EXERCISE DESCRIPTION: Count the lines in the items below that contain the string "window", with case counting, and reply with that number alone.

PROVIDED MATERIAL:
****************************************
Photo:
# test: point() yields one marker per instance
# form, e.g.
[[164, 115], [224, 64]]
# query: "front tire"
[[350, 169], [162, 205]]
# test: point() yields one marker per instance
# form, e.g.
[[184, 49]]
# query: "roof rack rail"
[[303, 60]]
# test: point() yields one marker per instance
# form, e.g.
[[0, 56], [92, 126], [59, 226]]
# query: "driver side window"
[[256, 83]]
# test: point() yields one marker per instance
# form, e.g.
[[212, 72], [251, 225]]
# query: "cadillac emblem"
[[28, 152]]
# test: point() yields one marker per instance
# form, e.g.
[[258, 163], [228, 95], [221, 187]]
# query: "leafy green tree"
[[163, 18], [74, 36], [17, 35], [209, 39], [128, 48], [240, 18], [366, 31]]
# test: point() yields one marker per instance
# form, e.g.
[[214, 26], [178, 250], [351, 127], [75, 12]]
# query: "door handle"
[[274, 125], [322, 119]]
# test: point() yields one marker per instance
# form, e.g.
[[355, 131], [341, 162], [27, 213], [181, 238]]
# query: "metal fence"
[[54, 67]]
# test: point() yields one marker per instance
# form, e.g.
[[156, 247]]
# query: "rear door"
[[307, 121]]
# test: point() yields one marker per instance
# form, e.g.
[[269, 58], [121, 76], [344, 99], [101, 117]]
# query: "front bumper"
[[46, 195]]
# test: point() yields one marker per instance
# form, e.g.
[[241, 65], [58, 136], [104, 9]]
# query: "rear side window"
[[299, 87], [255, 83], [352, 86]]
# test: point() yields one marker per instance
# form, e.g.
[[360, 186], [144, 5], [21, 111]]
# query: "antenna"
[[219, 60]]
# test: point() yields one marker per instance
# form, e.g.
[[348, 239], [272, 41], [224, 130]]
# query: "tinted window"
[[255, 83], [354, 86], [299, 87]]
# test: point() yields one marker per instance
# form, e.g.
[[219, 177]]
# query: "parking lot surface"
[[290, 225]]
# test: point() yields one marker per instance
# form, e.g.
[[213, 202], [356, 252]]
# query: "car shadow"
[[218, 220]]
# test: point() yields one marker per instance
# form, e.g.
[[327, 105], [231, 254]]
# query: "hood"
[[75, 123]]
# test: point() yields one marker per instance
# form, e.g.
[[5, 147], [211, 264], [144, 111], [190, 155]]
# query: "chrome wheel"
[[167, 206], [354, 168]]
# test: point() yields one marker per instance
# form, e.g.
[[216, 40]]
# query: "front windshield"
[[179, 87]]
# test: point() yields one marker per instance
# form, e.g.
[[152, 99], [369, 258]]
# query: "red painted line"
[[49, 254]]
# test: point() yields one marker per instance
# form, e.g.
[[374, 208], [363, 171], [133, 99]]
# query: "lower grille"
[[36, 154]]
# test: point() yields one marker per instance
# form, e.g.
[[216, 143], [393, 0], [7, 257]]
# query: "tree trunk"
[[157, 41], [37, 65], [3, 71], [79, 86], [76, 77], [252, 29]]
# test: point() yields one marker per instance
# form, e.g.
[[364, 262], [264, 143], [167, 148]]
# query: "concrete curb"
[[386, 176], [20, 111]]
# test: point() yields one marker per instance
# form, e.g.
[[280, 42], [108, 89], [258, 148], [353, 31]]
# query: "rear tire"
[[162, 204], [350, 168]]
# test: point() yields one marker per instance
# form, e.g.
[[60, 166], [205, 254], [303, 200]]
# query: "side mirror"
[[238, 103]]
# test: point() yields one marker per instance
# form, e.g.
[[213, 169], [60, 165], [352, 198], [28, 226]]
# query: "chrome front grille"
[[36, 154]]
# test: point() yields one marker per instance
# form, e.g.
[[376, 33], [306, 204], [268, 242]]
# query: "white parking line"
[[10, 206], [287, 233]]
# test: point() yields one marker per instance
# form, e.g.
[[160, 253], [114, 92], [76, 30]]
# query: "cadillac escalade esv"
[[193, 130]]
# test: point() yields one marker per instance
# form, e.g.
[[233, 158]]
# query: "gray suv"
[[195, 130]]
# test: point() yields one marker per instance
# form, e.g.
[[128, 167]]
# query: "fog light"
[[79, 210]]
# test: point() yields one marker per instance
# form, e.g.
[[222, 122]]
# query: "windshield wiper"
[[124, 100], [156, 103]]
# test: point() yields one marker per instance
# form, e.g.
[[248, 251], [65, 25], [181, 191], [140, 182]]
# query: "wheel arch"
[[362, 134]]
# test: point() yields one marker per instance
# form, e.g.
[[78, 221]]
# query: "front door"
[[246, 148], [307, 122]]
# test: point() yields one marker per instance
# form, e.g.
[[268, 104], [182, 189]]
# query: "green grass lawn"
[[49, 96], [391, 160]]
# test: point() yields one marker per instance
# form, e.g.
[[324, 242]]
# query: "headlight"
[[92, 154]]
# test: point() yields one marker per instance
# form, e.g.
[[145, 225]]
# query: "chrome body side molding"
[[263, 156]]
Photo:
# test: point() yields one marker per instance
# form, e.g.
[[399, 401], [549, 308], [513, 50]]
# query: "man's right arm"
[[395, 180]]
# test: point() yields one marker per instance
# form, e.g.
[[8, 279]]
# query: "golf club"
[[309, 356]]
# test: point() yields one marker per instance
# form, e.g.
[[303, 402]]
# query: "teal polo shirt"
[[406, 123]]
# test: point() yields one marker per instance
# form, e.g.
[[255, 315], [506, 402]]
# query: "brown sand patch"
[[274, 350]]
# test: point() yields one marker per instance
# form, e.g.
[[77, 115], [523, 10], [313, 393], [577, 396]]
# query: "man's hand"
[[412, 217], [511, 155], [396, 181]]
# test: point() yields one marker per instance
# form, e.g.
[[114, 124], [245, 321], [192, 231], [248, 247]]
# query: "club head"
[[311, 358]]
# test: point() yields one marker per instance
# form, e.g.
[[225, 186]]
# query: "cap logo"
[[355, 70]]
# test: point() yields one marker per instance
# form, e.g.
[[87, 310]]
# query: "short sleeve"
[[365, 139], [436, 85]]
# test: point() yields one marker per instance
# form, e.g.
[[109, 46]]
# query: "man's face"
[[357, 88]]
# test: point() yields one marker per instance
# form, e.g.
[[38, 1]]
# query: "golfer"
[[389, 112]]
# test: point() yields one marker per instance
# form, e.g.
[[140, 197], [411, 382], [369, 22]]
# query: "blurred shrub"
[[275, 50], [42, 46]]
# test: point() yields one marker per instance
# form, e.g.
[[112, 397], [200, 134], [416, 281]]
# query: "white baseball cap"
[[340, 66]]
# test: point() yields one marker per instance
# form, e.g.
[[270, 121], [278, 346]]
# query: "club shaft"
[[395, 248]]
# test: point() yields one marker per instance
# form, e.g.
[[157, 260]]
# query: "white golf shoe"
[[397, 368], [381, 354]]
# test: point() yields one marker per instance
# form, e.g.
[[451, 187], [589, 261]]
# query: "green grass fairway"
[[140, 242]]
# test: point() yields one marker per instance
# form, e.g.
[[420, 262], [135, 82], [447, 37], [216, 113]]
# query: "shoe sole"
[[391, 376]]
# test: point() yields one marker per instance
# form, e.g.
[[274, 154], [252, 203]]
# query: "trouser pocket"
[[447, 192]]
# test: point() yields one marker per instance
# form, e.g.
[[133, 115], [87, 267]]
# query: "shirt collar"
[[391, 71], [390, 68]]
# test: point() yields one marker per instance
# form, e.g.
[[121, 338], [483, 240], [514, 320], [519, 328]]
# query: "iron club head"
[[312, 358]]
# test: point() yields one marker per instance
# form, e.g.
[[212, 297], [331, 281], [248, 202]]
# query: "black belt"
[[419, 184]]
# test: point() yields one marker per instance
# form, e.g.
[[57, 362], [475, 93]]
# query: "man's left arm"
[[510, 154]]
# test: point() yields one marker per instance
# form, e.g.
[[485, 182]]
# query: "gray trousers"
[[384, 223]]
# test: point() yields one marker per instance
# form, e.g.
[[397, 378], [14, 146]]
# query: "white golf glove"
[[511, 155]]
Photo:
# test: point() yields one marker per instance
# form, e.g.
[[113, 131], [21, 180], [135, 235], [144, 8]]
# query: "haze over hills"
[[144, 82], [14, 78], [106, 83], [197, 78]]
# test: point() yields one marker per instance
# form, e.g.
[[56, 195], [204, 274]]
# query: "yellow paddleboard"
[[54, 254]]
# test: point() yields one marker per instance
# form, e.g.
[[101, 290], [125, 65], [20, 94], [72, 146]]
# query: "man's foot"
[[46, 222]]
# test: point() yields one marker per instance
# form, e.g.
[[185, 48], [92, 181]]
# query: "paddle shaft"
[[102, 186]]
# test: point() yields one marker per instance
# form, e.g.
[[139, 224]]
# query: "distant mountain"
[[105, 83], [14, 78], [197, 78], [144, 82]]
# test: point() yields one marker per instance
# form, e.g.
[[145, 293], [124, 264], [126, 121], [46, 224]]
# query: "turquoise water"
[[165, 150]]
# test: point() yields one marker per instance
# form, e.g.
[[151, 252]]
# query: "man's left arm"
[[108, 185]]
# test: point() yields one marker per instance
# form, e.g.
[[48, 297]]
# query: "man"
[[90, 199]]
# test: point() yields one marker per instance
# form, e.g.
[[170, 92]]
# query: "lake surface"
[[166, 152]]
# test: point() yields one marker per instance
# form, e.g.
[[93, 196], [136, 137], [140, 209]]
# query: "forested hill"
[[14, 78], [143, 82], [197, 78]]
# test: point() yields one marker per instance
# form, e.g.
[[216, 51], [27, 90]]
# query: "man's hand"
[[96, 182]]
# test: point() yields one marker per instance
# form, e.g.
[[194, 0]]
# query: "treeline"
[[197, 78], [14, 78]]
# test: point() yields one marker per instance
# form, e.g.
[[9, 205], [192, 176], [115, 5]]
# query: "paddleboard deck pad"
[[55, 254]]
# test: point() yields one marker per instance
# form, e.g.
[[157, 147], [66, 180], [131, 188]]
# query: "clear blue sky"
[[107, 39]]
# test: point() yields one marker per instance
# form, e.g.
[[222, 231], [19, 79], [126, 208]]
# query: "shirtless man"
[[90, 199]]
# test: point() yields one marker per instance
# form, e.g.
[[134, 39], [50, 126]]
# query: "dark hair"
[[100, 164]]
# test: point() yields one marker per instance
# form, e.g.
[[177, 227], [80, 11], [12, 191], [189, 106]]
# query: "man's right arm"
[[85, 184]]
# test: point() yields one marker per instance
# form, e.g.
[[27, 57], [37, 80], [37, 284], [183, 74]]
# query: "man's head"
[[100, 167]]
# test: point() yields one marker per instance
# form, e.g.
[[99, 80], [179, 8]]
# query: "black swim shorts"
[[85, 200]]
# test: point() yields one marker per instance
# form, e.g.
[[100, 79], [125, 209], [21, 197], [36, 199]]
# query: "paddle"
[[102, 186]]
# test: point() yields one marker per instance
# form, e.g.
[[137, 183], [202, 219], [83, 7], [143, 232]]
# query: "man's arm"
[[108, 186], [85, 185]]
****************************************
WORKED ANSWER: 3